Material to process: Begin

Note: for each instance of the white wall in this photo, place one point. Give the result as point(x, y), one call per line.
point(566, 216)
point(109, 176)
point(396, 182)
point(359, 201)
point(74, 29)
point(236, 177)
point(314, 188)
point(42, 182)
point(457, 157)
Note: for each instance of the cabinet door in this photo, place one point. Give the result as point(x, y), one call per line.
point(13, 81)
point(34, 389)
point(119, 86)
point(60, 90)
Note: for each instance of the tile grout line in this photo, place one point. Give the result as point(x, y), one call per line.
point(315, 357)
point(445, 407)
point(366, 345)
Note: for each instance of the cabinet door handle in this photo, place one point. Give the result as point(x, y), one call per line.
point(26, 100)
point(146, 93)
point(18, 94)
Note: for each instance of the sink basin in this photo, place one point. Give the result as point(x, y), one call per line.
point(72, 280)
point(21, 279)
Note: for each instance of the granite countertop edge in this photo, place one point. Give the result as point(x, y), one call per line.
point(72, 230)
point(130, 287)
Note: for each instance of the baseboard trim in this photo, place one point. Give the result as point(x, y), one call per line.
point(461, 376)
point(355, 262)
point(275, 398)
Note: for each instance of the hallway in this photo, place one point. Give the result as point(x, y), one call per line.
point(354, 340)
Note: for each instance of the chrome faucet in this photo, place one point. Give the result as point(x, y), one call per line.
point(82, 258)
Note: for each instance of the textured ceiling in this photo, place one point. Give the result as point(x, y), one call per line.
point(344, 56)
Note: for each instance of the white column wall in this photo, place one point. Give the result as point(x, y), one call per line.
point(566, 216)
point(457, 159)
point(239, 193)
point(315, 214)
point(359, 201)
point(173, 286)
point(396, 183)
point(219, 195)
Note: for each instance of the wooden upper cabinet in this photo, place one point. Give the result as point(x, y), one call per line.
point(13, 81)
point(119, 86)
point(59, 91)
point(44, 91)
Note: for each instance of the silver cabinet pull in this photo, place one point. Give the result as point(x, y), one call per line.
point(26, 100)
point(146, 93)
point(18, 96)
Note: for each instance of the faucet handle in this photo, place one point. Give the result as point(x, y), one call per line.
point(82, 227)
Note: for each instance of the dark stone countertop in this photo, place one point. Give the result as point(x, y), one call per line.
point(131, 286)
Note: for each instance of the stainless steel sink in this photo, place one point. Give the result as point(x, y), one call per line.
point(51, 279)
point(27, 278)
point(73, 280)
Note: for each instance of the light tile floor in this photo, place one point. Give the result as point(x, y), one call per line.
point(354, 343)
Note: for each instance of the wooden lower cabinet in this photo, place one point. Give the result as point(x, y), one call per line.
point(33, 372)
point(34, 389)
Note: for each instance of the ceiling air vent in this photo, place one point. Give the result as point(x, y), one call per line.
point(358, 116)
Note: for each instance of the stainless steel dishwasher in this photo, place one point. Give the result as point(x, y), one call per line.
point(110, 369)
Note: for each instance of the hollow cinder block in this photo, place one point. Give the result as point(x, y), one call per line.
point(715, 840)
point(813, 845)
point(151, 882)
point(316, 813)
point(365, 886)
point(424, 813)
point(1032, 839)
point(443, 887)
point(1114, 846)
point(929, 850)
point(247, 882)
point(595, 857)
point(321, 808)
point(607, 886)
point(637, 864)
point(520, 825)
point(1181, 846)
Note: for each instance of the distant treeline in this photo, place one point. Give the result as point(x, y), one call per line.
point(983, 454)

Material to process: End

Each line in the data is to be written out precisely.

Solution to the problem
Note: for each instance of the white wall in this photo, place one point. Give the result as point(x, y), one call per line.
point(566, 216)
point(109, 176)
point(396, 182)
point(359, 201)
point(74, 29)
point(236, 177)
point(314, 188)
point(42, 182)
point(457, 157)
Note: for each instance of the cabinet door in this photo, place one point. Give the result as point(x, y), one call per line.
point(13, 81)
point(34, 389)
point(119, 86)
point(60, 90)
Note: for each instance of the tile grout line in this photo, place one point. Give the result as point(x, y), one call per line.
point(315, 357)
point(445, 407)
point(366, 345)
Note: for each instance of the cabinet door handle in this photo, place one point. Give the result as point(x, y), one call per line.
point(26, 100)
point(146, 93)
point(18, 94)
Note: for each instance of the sink basin in this photo, place one point. Give the result as point(x, y), one call per line.
point(72, 280)
point(21, 279)
Note: for each instance of the granite countertop edge in this photo, place one point. Give the result as point(x, y), one call per line.
point(72, 230)
point(130, 287)
Note: for each instance of the baseboard trim in this photo, place one point. Give the result as point(x, y), one call per line.
point(461, 376)
point(355, 262)
point(275, 398)
Note: for each instance of the hallway in this photo, place one point. Give the result as point(x, y), one call per line.
point(354, 340)
Note: for each instance of the chrome faucet in this photo, place one point. Give the result as point(x, y), one call per line.
point(82, 258)
Note: for each instance of the textured ceiling in this photo, place one point. Give the result as point(x, y), one call per line.
point(344, 56)
Note: for each instance of the white column wall in this photo, place one point. Give the result as point(x, y), one call per line.
point(566, 216)
point(457, 159)
point(239, 193)
point(315, 214)
point(359, 201)
point(173, 286)
point(396, 183)
point(219, 195)
Note: for each instance of the wooden upper cabinet in this photo, place one point. Give the result as point(x, y), one call per line.
point(13, 81)
point(119, 86)
point(59, 91)
point(44, 91)
Note: for each instance of the silver cabinet pull in this photo, place one point. Give the result as point(x, y), one call per line.
point(26, 100)
point(146, 93)
point(18, 96)
Note: for each instance of the faucet handle in this photo, place one point. Give the result as point(x, y), one call per line.
point(82, 227)
Note: for each instance of the dark stone countertop in this photo, place one point. Give the result as point(x, y), one call per line.
point(131, 286)
Note: for each instance of the stainless steel sink in this photo, place one point. Give the result as point(x, y), one call per line.
point(51, 279)
point(27, 278)
point(73, 280)
Note: for each instance of the light tile floor in this photo, place one point. Give the result as point(x, y), one call per line.
point(354, 343)
Note: for each instance of the wooden lower cabinet in this photo, place one point. Give the result as point(x, y), one call per line.
point(33, 372)
point(34, 389)
Note: for each instance of the ceiling air vent in this photo, place one point. Give the result as point(x, y), one call per line.
point(358, 116)
Note: for each instance of the stainless steel dishwasher in this photo, place one point. Give the result as point(x, y), one call per line.
point(110, 369)
Note: for each instance of the hollow cinder block in this photo, place one point. Give the result as point(x, y), one call per line.
point(715, 840)
point(813, 845)
point(151, 882)
point(316, 813)
point(365, 886)
point(424, 813)
point(1032, 839)
point(443, 887)
point(1114, 846)
point(929, 850)
point(247, 882)
point(595, 857)
point(321, 808)
point(607, 886)
point(637, 864)
point(520, 825)
point(1181, 846)
Note: for each instance of the distant treeline in this photo, place one point. Give the result as point(x, y), one call per line.
point(983, 454)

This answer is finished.